• Document
==========

On Intensional Interpretations of Scientific Theories
On Intensional Interpretations of Scientific Theories

Abstract

The picture theory from Wittgenstein’s Tractatus logico-philosophicus provides a correspondence principle for the semantics of a formal language that in contrast to Tarski’s extensional interpretation scheme, can be represented by maps from the domain to the language. It makes possible intensional interpretations of the predicates of the language of discourse for a domain consisting of physical objects or systems. The aim of this paper is to outline the basis for such an interpretation and explain how it can be extended to a language of discourse for the properties of the physical systems.

Table of contents

    The picture theory from Wittgenstein’s Tractatus logico-philosophicus provides a correspondence principle for the semantics of a formal language that in contrast to Tarski’s extensional interpretation scheme, can be represented by maps from the domain to the language. It makes possible intensional interpretations of the predicates of the language of discourse for a domain consisting of physical objects or systems. The aim of this paper is to outline the basis for such an interpretation and explain how it can be extended to a language of discourse for the properties of the physical systems.

    1. Introduction

    A first order formal language has of the following elements:

    • Vocabulary
      • - Names, Variables, Predicates
      • - Logical constants
    • Rules of syntax
    • Sentences and formulae
    • Logical axioms
    • Rules of deduction
    • Ontology
      • - Axioms
      • - Terminological definitions
    • Interpretation (semantics)


    The vocabulary consists of words with different syntactic roles and semantic values that are used to formulate sentences and formulae according to the syntactic rules. The logical axioms limit the scope of the logical constants, while the ontology axioms both provides the language with a semantic structure by being implicit definitions of the primary terms of the vocabulary and a model of the domain picturing its structural properties. Secondary terms that serve to facilitate the discourse are introduced by terminological definitions.

    Excluding the interpretation we are left with a formal system, i.e. a formal language is a formal system supplied with an interpretation. The interpretation is relating the primary terms of the vocabulary to external ‘objects and actions’.

==========

• Given request 1
In the paper on intensional interpretations, what does the interpretation relate the primary terms of the vocabulary to?
• Given request 2
Please reproduce the part of the paper starting with "The vocabulary consists" and going on through "by terminological definitions.".
The entries have no role in this work.

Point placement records
==========

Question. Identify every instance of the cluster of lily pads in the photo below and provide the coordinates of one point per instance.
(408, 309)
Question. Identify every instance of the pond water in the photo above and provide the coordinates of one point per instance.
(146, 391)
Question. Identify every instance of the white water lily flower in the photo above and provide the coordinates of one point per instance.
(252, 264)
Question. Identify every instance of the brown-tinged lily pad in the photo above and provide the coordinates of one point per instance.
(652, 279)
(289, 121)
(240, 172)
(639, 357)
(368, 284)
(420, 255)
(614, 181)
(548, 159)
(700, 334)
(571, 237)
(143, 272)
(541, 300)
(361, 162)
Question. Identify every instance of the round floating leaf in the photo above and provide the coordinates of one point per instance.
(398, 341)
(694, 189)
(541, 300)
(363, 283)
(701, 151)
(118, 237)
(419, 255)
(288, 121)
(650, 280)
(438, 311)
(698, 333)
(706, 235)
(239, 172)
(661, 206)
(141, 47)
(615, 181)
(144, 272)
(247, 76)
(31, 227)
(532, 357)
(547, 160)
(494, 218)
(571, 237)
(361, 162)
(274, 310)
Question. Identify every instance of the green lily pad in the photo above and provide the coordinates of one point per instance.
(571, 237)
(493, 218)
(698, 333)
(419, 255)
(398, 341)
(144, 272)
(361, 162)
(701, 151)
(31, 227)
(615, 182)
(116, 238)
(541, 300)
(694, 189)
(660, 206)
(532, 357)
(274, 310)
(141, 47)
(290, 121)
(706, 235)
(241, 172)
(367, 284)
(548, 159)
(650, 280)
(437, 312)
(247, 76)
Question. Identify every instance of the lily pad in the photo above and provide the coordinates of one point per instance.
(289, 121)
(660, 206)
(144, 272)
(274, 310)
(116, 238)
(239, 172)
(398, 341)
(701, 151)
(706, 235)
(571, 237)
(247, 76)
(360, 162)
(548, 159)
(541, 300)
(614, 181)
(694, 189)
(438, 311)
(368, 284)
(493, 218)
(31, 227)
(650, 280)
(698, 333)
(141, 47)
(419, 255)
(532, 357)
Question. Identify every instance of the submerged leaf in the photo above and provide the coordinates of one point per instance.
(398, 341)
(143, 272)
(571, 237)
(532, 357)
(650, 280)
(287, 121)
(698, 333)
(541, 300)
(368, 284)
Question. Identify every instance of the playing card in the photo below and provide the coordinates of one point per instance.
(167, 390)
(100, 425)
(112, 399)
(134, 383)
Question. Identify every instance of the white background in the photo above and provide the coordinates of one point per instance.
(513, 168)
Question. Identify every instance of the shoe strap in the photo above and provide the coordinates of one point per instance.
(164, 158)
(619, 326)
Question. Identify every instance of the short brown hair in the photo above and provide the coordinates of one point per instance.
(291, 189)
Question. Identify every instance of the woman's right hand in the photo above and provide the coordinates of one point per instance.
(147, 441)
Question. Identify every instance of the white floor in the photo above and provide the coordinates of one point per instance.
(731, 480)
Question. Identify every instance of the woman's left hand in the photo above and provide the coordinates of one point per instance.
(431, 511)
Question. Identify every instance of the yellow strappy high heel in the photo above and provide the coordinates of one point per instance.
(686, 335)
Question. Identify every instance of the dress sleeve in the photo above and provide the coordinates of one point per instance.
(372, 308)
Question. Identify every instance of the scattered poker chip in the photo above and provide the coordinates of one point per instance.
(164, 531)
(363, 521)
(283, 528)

==========

• Expected answer 1
External ‘objects and actions’.

• Expected answer 2
The vocabulary consists of words with different syntactic roles and semantic values that are used to formulate sentences and formulae according to the syntactic rules. The logical axioms limit the scope of the logical constants, while the ontology axioms both provides the language with a semantic structure by being implicit definitions of the primary terms of the vocabulary and a model of the domain picturing its structural properties. Secondary terms that serve to facilitate the discourse are introduced by terminological definitions.